* **Work request 1**
Reproduce the part of the methods passage starting at "Following acetone storage, whole" and ending at "1 mm graticule.".
* **Work request 2**
In the methods passage, which stain was used to quantify the intramuscular fat deposit area?
* **Work request 3**
Continue the methods passage from where it stops.
== Passage provided ==
Primer sequences and Entrez accession numbers are outlined in Table 1. Primers spanning more than one exon (whenever possible) were designed using Primer-3 Web-Software (Whitehead Institute for Biomedical Research, Cambridge, MA, USA) and manufactured by MWG-Biotech (Ebersberg, Germany). Real-time RT-PCR assays were carried out using the QuantiTect SYBR Green kit (QIAGEN Ltd). Reactions were carried out in duplicate, consisting of either 1 μl sample cDNA or serially diluted DNA standard (target sequence of interest). Samples were processed using the MJ Research Chromo4 real-time PCR detector (Bio-Rad Laboratories Ltd, Hampshire, UK) with the following thermal cycling conditions: 95°C for 15 min followed by 35 amplification cycles of 94°C for 15 s, 54°C for 25 s and 72°C for 15 s. MJ Research Opticon 3.1 software was used to generate standard curves with a correlation coefficient (r²) greater than 0.98. Gene expression data were normalised to total RNA (1 μg starting material) according to Ramakers et al. (Ramakers et al., 2003) and are presented as copy numbers. The specificity and purity of amplicons were verified using melting curves, agarose gel electrophoresis and DNA sequencing using the Applied Biosystems 3730 DNA analyzer (Geneservice Ltd, Oxford, UK).

Transverse (10 μm) cryo-sections were taken at the mid-belly region of the snap-frozen left gastrocnemius muscles (ED18) using a Bright Crysotat at –20°C (Bright Instruments, Huntingdon, UK). Sections were adhered to Superfrost slides (Fisher Scientific, Loughborough, UK), air dried and stored at –80°C pending histological examination. Prior to staining, frozen slides were allowed to thaw for 30 min at room temperature. Some sections were stained with 0.1% Mayer’s haematoxylin and 1% eosin for quantification of total apparent muscle fibre number, nuclei number and average fibre cross-sectional area (CSA) (Heywood et al., 2005). Other sections were stained with Sudan Black B for quantification of the intramuscular fat deposit area (Bancroft and Stevens, 1996).

Transverse 10 μm cryo-sections were taken at the mid-shaft of the left femur at ED18. Sections were stained in 0.1% Mayer’s haematoxylin and 1% eosin for quantification of cortical CSA.

Following acetone storage, whole right hindlimb skeletons (femur, tibia and tarsus) at ED18 were fixed in 96% ethanol for 2 days and then stained with 0.005% Alizarin Red S and 0.015% Alcian Blue (GURR®, Hopkin and Williams, Essex, UK) for assessment of mineralised bone and cartilage area, respectively. Bones were stored in 100% glycerol. For assessment of longitudinal bone growth, bone lengths were measured using a dissecting microscope, calibrated using a 1 mm graticule.
===
== Source data ==
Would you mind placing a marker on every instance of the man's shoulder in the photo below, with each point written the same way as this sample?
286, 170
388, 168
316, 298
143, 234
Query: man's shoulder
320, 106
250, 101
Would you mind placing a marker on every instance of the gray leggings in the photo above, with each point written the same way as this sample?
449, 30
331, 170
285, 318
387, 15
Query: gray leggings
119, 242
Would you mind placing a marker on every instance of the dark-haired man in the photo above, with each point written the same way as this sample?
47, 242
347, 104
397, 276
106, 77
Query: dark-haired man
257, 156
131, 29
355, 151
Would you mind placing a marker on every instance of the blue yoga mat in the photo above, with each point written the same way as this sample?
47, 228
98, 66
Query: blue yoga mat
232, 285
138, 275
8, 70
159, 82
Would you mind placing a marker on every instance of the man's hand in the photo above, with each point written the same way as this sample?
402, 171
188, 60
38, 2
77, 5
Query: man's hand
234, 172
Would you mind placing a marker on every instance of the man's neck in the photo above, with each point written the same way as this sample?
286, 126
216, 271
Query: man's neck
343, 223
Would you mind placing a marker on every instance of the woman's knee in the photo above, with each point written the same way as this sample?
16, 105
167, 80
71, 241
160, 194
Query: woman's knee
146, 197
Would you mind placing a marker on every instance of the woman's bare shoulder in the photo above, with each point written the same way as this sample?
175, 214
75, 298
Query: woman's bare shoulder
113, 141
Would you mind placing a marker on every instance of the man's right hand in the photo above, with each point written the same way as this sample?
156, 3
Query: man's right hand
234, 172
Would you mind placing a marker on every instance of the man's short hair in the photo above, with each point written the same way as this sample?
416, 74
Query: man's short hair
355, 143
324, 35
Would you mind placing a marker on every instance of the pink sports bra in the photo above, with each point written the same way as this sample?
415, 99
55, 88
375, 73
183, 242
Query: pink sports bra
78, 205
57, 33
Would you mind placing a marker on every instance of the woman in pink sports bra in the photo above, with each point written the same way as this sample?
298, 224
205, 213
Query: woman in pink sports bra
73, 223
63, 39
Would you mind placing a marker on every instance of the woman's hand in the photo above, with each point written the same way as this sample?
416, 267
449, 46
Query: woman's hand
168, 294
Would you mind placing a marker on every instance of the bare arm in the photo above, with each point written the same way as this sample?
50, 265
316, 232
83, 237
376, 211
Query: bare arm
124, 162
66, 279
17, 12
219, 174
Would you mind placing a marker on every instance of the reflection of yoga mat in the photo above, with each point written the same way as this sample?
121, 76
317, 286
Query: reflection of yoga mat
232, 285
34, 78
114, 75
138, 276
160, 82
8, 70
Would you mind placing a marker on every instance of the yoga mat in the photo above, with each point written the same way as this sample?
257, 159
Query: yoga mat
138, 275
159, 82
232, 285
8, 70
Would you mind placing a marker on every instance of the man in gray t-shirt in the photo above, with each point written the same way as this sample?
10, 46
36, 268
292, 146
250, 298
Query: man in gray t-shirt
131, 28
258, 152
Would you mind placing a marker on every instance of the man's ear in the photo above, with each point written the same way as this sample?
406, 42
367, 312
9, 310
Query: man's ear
===
* **Response 1**
Following acetone storage, whole right hindlimb skeletons (femur, tibia and tarsus) at ED18 were fixed in 96% ethanol for 2 days and then stained with 0.005% Alizarin Red S and 0.015% Alcian Blue (GURR®, Hopkin and Williams, Essex, UK) for assessment of mineralised bone and cartilage area, respectively. Bones were stored in 100% glycerol. For assessment of longitudinal bone growth, bone lengths were measured using a dissecting microscope, calibrated using a 1 mm graticule.

* **Response 2**
Sudan Black B.

* **Response 3**
Light photomicrographs were taken using a Leica light microscope and images were analysed using the Kontron KS300 image analysis software (Zeiss, Oberkochen, Germany). For measurement of the entire gastrocnemius muscle CSA (ED18), low-magnification pictures (×25) were taken. For myofibre and nuclear quantification, high-magnification pictures (×400) were taken, choosing four frames at random from each muscle section. The total number of fibres and nuclei was counted in each of the frames and the mean number is presented as the total apparent fibre number in the entire muscle CSA (such that over 40% of the whole muscle section was counted). The CSA of ∼200 fibres in each of the four frames was measured and the mean fibre area calculated (such that over 50% of the fibres in a frame were measured).

For direct comparison of intramuscular fat staining, four random frames were captured (×400) from each muscle section and the area of staining was represented as a percentage of entire muscle CSA.

For quantification of femur CSA, i.e. cortical thickness (ED18), low-magnification pictures (×25) were taken and the outer bone area was subtracted from the medullary cavity.

Data were analysed using GraphPad Prism version 5.00 (GraphPad Software, LA Jolla, CA, USA). Pair-wise comparisons were carried out between either LC and LT embryos or BC and BT embryos on various EDs using one-way ANOVA. Provided a significant F-ratio (P<0.05) was obtained, post hoc Bonferroni tests were performed to determine treatment effects for each ED. Area under the curve analyses were performed on embryonic motility data using GraphPad Prism. Numerical values are presented as means ± s.e.m. of four replicate embryos.

Analysis of in ovo body movements was carried out from ED5 to 10 (Fig. 2A,B). LT embryos were more motile than LC embryos on ED9 (twofold, P<0.0001) and ED10 (1.4-fold, P<0.0001) whereas BT embryos moved more than BC embryos on ED8 (1.9-fold, P<0.0001), ED9 (1.4-fold, P<0.0001) and ED10 (1.3-fold, P<0.0001). Area under the curve analysis between ED5 and 10 revealed that although broilers were more active than layers, the temperature treatment promoted a greater increase in activity in layer embryos (46%) than in broilers (34%).

Embryos were weighed from ED5 to 10 and then again on ED14, 16 and 18 (Fig. 2C,D). LT embryos were heavier than their control counterparts on ED14 (1.4-fold, P<0.0001), ED16 (1.3-fold, P<0.0001) and ED18 (1.1-fold, P<0.0001). BT embryos were heavier than their controls on ED16 (1.1-fold, P<0.01) and ED18 (1.2-fold, P<0.001).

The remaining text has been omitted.